▶ _Ordem de trabalho 1_:
Segundo o trecho sobre os dados de aborto no Brasil, em quais dias de agosto foi realizada a audiência pública no STF?
▶ _Ordem de trabalho 2_:
Prossiga o trecho sobre os dados de aborto no Brasil a partir da última frase apresentada.

▶ _Trecho selecionado_:
━━━
Vilma Reis com informações de GT Gênero e Saúde

Dados sobre a magnitude do aborto no Brasil viraram uma querela nos últimos dias. A audiência pública realizada no STF nos dias 03 e 06 de agosto trouxe para a cena um debate sobre os números de aborto provocado no país. Todavia, algumas notas/ notícias veiculadas nestes últimos dias tentam claramente desqualificar as mais recentes estimativas apresentadas pelos especialistas na ocasião, inserindo elementos falsos e especulativos neste debate.

Introdução

Dados científicos apresentados por palestrantes de diversos campos do conhecimento na Audiência Pública sobre a ADPF 442 no STF foram objeto de questionamento por diferentes atores. Parece ter se instaurado uma “guerra dos números” – que pode ser assim qualificada por alguns mais apressados – ou um “ataque” às melhores evidências científicas produzidas e aos esforços envidados para construir o panorama sobre o aborto provocado no Brasil. Neste cenário, a presente nota visa resgatar o caráter científico do debate, com base nos dados publicados em periódicos científicos no Brasil e no Mundo.

Vale ressaltar dois pontos centrais para o debate:

1- A criminalização do aborto causa subnotificação e viés nos dados oficiais.

Há um desafio metodológico para a mensuração da ocorrência e das circunstâncias do aborto clandestino no Brasil. Não existe notificação dos abortos provocados e, portanto, todas as estatísticas são estimativas. Além disso, por se tratar de prática criminalizada e passível de estigma nos serviços de saúde, não há incentivo para que as mulheres que passaram pelo procedimento, ou seus familiares, o declarem abertamente no momento do atendimento nas unidades de saúde. Muitas vezes, os próprios profissionais evitam identificar o procedimento nos prontuários para não expor as mulheres às consequências da criminalização. Este é um dos motivos que nos permite afirmar inequivocamente que há subnotificação nos dados sobre aborto registrados nos diversos sistemas de informação do DATASUS.
━━━
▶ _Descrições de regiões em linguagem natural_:

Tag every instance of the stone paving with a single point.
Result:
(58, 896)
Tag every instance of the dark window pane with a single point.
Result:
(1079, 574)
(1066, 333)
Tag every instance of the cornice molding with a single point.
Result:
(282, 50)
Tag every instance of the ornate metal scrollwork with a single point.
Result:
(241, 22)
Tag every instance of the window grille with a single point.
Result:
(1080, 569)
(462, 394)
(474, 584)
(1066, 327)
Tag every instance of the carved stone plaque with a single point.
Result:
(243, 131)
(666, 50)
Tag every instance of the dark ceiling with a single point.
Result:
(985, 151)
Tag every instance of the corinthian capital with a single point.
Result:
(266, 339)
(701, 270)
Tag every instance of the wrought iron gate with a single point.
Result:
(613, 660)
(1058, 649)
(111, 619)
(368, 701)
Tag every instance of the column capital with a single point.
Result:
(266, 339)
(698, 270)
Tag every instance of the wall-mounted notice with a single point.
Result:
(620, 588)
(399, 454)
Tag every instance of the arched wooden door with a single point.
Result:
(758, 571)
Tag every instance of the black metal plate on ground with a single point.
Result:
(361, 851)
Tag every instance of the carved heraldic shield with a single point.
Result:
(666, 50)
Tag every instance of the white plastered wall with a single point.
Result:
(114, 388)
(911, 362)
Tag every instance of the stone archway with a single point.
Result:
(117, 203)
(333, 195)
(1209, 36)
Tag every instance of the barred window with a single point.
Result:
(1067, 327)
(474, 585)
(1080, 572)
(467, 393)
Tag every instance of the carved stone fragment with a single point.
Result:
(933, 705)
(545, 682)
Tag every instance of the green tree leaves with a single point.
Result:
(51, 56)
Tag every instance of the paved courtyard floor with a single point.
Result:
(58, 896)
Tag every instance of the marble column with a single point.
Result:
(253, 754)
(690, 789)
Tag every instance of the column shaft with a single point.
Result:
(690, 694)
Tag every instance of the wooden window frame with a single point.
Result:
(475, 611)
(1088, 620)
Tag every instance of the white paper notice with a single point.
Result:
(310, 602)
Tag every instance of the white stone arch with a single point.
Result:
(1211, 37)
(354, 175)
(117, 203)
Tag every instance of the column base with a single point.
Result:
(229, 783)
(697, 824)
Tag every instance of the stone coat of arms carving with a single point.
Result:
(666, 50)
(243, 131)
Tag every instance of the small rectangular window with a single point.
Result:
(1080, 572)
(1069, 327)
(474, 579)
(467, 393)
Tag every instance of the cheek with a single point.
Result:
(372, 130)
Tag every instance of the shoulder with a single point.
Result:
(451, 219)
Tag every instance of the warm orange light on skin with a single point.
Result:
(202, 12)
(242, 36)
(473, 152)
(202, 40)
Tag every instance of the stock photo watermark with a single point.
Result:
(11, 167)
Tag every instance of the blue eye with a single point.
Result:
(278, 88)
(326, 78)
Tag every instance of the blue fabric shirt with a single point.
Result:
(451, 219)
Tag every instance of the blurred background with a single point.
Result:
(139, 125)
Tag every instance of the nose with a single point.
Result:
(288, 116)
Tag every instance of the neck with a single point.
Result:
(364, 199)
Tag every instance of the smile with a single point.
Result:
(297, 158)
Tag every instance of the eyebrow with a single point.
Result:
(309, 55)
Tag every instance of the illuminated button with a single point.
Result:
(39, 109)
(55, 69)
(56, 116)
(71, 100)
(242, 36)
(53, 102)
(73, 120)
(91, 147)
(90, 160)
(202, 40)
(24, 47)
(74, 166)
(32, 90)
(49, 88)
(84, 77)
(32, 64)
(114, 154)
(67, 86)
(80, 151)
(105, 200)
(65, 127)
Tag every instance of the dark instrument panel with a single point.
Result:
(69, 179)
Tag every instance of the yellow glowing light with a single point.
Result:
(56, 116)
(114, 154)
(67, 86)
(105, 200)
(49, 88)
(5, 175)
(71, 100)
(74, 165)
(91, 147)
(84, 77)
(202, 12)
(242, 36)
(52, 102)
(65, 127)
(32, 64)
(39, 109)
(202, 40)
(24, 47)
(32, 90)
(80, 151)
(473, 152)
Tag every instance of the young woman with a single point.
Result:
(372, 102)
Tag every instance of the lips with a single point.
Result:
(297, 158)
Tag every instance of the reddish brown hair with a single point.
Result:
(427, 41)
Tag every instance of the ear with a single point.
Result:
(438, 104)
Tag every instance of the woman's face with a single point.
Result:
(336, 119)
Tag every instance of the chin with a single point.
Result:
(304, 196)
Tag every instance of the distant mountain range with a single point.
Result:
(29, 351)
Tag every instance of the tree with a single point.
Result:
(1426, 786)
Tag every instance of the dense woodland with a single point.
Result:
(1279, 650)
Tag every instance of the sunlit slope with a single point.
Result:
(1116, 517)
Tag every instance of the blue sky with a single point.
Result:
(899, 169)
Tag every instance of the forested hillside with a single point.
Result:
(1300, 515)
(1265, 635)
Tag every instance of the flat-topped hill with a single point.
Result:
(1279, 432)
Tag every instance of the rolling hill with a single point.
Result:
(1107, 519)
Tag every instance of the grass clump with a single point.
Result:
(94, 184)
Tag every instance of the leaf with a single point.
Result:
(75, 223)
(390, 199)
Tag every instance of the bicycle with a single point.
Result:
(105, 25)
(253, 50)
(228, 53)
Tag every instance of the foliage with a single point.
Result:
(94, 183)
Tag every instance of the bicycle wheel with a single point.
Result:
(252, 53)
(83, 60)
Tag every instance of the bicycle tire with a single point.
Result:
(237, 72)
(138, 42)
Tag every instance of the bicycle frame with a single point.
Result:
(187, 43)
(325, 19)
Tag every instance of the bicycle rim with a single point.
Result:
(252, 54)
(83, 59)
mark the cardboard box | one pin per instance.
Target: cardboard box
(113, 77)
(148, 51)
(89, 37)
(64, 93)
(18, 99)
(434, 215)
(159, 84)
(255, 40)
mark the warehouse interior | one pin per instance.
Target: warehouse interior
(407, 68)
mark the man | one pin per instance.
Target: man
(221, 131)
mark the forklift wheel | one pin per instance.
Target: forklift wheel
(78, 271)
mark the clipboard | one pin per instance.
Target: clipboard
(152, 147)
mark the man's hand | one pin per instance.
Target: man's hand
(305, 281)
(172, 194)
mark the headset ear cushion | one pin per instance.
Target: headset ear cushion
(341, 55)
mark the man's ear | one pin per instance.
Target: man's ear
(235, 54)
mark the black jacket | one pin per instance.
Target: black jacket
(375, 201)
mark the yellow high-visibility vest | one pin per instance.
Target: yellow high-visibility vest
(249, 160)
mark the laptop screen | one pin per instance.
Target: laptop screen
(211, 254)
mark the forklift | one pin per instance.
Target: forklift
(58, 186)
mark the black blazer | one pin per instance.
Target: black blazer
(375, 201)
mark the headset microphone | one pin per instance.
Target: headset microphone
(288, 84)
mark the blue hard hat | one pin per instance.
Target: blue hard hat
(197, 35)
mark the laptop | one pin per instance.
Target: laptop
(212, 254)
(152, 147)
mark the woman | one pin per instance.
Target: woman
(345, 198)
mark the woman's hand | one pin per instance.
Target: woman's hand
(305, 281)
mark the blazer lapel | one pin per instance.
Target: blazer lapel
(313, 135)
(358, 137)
━━━
▶ _Resultado 1_:
Nos dias 03 e 06 de agosto.

▶ _Resultado 2_:
No contexto de criminalização, os dados sobre aborto serão passíveis de imprecisão independentemente da sua fonte ou técnica de produção.

Mesmo dados sobre óbitos decorrentes do aborto, considerando ser a morte evento único e o sistema de registro no país o de maior cobertura e qualidade, são sujeitos à subnotificação. Os médicos que preenchem a Declaração de Óbito, ao não registrarem o aborto corretamente no documento, impedem sua identificação como causa básica ou contribuinte para a morte. Isto tem sido fartamente identificado no trabalho de investigação da Vigilância do Óbito Materno e analisado por Comitês de Mortalidade Materna.

Também os dados sobre internação hospitalar na rede pública de saúde (própria e conveniada ao Sistema Único de Saúde), a partir dos quais algumas estimativas da ocorrência do aborto se baseiam, são relativos apenas a uma parte dos eventos, os mais graves, aqueles que complicam e obrigam as mulheres à hospitalização. Ficam de fora os casos de abortos completos que não complicam e, portanto, não chegam aos hospitais, além de uma parcela (desconhecida) que é realizada no setor privado.

Mesmo em países onde sua prática é legal, face à natureza sensível do tema, parte das mulheres omite sua realização, ou negando a ocorrência da gravidez ou informando seu desfecho como aborto espontâneo.

Portanto, é necessário utilizar metodologias que permitam estimar a dimensão da ocorrência do aborto no Brasil a partir de fatores de correção aplicados a alguns dos dados oficiais, como, por exemplo, os de internação hospitalar na rede pública; ou em coletas de dados obtidas diretamente junto às mulheres brasileiras, utilizando técnicas como a de urna, que buscam garantir o sigilo e a confidencialidade da resposta ante a entrevistadores/as e assim maior acurácia.

Essa será a realidade enquanto a prática for criminalizada no país: pesquisadores e gestores terão que utilizar metodologias de pesquisa, já validadas em investigações prévias, para estimar o número de procedimentos clandestinos, que certamente é maior do que o registrado nos dados oficiais.

2- Entretanto, tais dificuldades nem invalidam os dados existentes, nem devem ser razão para não os produzir. É imperativo estimar os impactos do aborto clandestino com as ferramentas metodológicas disponíveis.

Tendo em vista as limitações dos dados primários discutidas acima, a comunidade científica tem feito esforços importantes para estimar o impacto do aborto no Brasil, com metodologias ratificadas pela literatura científica internacional e as boas práticas da epidemiologia.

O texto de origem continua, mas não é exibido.